EXERCISE
Count the lines in the entries below that contain the word "every", and reply with that number alone.

THE DATA
>>>>

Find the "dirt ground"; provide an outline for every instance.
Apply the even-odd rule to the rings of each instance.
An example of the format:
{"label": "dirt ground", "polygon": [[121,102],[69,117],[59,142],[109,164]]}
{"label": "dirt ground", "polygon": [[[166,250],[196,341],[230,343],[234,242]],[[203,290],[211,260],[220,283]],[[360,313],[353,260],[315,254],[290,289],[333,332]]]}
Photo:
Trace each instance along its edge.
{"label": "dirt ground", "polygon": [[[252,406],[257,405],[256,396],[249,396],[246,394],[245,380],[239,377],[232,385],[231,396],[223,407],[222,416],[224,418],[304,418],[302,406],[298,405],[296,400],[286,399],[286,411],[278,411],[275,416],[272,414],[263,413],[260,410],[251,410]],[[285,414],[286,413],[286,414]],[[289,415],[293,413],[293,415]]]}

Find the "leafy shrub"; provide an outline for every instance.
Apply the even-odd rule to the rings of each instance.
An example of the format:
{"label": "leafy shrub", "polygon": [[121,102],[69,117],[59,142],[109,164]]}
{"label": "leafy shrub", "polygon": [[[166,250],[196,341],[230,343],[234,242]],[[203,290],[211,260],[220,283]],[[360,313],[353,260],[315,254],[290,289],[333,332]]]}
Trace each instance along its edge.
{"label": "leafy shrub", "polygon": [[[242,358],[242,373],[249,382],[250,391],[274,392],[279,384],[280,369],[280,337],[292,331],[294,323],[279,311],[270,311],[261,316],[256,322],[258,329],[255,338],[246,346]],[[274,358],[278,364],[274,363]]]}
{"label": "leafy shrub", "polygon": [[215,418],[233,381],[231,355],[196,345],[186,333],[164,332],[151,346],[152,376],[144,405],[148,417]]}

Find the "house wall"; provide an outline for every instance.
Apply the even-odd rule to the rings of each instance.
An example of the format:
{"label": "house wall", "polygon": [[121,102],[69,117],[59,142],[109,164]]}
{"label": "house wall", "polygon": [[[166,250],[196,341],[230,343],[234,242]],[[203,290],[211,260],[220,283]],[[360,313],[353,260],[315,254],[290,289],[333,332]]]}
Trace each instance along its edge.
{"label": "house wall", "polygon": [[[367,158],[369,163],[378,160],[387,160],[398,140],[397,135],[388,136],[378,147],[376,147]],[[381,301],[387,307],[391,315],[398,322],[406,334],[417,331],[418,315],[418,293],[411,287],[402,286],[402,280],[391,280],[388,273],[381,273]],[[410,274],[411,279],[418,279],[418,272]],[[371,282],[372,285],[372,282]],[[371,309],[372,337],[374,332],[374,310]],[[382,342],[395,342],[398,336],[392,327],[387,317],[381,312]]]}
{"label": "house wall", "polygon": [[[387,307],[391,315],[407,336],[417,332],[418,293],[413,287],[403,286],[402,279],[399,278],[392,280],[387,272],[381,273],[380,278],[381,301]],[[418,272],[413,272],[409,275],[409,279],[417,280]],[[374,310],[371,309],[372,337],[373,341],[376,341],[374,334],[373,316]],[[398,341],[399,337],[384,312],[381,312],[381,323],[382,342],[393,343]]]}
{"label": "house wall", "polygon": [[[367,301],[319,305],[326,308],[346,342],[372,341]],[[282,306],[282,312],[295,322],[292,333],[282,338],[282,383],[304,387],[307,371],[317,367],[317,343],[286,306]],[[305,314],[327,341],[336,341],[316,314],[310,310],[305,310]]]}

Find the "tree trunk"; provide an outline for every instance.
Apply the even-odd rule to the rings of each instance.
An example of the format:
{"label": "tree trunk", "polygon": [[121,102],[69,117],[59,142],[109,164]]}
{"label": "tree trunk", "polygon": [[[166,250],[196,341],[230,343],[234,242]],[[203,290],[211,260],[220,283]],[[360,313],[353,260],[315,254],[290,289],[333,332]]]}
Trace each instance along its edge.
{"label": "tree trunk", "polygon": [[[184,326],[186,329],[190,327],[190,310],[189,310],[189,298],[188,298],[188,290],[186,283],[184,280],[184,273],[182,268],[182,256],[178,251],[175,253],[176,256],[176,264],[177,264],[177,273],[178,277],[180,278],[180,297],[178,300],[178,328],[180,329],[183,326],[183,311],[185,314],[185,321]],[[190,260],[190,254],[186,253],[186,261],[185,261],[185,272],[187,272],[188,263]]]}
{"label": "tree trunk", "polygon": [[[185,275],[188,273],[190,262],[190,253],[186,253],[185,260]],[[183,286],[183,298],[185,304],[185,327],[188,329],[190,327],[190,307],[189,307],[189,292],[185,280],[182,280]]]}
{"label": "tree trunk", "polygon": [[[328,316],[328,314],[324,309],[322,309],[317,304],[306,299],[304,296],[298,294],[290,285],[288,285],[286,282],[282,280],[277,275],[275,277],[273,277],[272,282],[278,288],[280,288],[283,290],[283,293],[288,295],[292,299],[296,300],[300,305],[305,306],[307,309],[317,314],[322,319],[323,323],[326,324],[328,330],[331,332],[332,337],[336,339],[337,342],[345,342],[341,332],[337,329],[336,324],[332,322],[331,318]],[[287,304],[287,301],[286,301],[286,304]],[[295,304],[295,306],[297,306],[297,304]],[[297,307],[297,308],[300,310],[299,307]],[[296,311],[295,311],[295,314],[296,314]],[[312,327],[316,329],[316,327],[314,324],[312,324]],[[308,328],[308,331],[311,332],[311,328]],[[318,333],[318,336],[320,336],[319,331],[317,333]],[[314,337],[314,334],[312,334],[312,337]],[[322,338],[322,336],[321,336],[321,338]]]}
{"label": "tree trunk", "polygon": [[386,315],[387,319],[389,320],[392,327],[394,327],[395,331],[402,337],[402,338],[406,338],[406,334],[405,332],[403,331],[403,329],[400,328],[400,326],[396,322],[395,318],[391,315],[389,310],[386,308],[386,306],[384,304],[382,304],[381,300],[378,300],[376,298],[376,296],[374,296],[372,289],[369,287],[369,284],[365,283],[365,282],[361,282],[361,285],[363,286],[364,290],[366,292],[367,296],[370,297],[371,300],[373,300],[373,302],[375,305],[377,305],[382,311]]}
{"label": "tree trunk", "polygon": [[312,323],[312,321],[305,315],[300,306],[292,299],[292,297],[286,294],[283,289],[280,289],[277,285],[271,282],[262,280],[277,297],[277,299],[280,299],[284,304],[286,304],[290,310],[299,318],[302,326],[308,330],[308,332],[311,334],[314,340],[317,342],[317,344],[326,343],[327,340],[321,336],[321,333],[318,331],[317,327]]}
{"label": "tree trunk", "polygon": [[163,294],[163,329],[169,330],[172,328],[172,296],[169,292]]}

<<<<

RIGHT ANSWER
4